(Document passage)


    Some of the speedway effects seem innocuous enough. Real-time auctions of troll dolls on eBay (EBAY) can be good, clean fun. Instant-messaging "buddy lists" on AOL (dossier) sound downright neighborly.
    ENDQUOTE

    http://www.thestandard.com/article/0%2C1902%2C5987%2C00.html

  • MikeMusto
    MikeMusto

    I dont think NYT had anything to do with this. No matter how many
    times people call that dude a troll

  • ballistic
    ballistic

    While I was doing some browsing, I also found this. Is anyone interested in the broader subject of internet use in the cult wars? This is a good link to an essay which discusses CENSURs attempts to collect data from mainly scientology discussion sites.

    quote
    Three conclusions may be drawn from this short experiment. Firstly, Usenet, in which the widely discussed -- and often exaggerated -- phenomenon of "Internet disinhibition" is more apparent (see Joinson 1998), magnifies the obsessive attempt by extreme anti-cultists to switch from the internal to the external history of scholarly theories. Among the several hundred messages we collected, only a limited number presented arguments directly related to the cult/anti-cult issue. Internal history arguments from "our" side normally generated external history answers (such as: "Most scholars do not believe the brainwashing hypothesis" -- "You/they are paid by Scientology"). When "Internet disinhibition" finally prevailed on both sides, arguments degenerated into typical flame wars. While useful for exchanging references and technical information, Usenet did not prove itself a very suitable medium for argumentation, at least in our field, neither towards extreme anti-cultists nor towards moderate third parties. Our findings replicated conclusions drawn by Mitra (1997) on newsgroups on the subject of Indian politics and religion, and by Zickmund (1997) on interaction with white supremacy "cyberhaters".

    Secondly, the typical Internet myth of the "crucial document" appeared to be even more pervasive on the Usenet. Extreme anti-cultists are constantly looking for "smoking guns": a message, a letter, or a document that would conclusively prove their point and "expose" the opponent. When the "crucial document" is in turn analyzed or exposed as being less than vital, the search for a new "crucial document" begins. The concepts of both "document" and "information" are naively constructed as anything existing in print or electronical form, leaving serious difficulties with regards to reconstructing a hierarchy of sources. The "crucial document" could be a private memorandum, an article from a tabloid or extremist publication, or a court decision.

(End Document passage)
(The data)

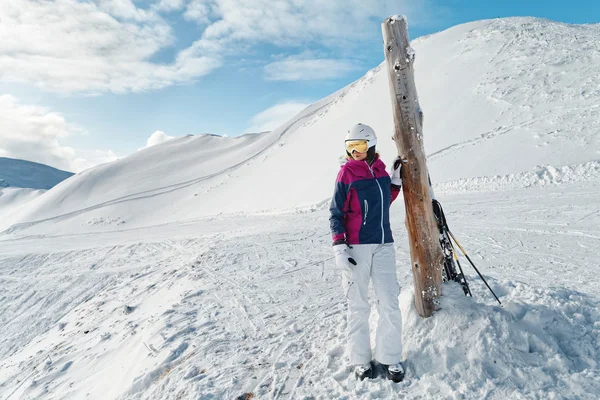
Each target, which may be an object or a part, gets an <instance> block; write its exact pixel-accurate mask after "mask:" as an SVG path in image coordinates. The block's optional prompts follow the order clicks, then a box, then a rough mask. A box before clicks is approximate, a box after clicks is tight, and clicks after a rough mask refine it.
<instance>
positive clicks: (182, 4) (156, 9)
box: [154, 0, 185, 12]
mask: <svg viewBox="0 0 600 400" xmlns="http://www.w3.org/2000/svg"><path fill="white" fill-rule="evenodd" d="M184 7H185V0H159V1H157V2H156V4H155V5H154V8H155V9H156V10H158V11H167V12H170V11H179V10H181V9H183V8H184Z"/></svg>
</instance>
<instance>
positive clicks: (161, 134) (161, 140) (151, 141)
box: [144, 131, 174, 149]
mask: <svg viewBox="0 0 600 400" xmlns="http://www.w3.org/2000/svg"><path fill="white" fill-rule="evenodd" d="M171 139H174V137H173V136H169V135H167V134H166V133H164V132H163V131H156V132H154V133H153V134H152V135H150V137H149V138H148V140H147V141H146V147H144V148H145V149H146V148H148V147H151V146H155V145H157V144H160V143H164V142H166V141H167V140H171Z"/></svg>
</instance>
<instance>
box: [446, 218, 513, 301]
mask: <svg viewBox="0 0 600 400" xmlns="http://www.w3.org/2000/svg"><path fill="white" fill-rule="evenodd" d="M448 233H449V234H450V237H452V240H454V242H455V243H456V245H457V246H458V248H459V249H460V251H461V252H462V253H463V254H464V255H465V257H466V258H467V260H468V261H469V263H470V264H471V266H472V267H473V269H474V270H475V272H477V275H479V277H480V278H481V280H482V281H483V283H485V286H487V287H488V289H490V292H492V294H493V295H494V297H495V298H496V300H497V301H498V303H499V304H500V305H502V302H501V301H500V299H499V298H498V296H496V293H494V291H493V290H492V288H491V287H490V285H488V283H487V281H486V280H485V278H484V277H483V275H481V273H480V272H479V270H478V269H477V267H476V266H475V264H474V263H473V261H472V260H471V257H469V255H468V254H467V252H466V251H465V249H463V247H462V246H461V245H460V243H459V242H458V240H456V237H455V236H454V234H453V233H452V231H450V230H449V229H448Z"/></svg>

(End The data)

• Questions:
1: In the forum thread, whose study of newsgroups on Indian politics and religion did the essay's findings replicate?
2: From the forum thread, extract the passage that begins at the words "Secondly, the typical" and stops after the words "a court decision.".
3: Condense the paragraph of the forum thread that opens with "Secondly, the typical Internet myth" into a short bulleted list that keeps its main facts.

• Solutions in order:
1: Mitra (1997).

2:
Secondly, the typical Internet myth of the "crucial document" appeared to be even more pervasive on the Usenet. Extreme anti-cultists are constantly looking for "smoking guns": a message, a letter, or a document that would conclusively prove their point and "expose" the opponent. When the "crucial document" is in turn analyzed or exposed as being less than vital, the search for a new "crucial document" begins. The concepts of both "document" and "information" are naively constructed as anything existing in print or electronical form, leaving serious difficulties with regards to reconstructing a hierarchy of sources. The "crucial document" could be a private memorandum, an article from a tabloid or extremist publication, or a court decision.

3:
- The Internet myth of the "crucial document" appeared even more pervasive on Usenet.
- Extreme anti-cultists constantly look for "smoking guns," such as a message, letter, or document that would conclusively prove their point and "expose" the opponent.
- When a "crucial document" is analyzed or exposed as less than vital, the search for a new one begins.
- "Document" and "information" are naively taken to mean anything in print or electronic form, which makes it hard to rank sources.
- A "crucial document" could be a private memorandum, an article from a tabloid or extremist publication, or a court decision.